Rename "marker" to "dot" throughout the rows below, and leave everything else unchanged.

— BEGIN SUPPLIED RECORDS —

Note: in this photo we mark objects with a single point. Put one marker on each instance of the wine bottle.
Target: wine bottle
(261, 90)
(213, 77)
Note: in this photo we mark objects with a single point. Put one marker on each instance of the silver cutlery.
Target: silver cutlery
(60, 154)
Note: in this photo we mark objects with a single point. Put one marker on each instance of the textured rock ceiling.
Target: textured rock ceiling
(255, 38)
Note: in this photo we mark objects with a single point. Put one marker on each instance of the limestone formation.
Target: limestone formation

— END SUPPLIED RECORDS —

» OUTPUT OF THE TASK:
Note: in this photo we mark objects with a single point. Put one dot on each instance of the wine bottle.
Target: wine bottle
(261, 90)
(213, 77)
Note: in this photo we mark objects with a single point. Put one dot on each instance of the silver cutlery.
Target: silver cutlery
(60, 154)
Note: in this photo we mark objects with a single point. Put one dot on each instance of the textured rock ceiling.
Target: textured rock ceiling
(255, 38)
Note: in this photo we mark objects with a single point. Put one dot on each instance of the limestone formation.
Target: limestone formation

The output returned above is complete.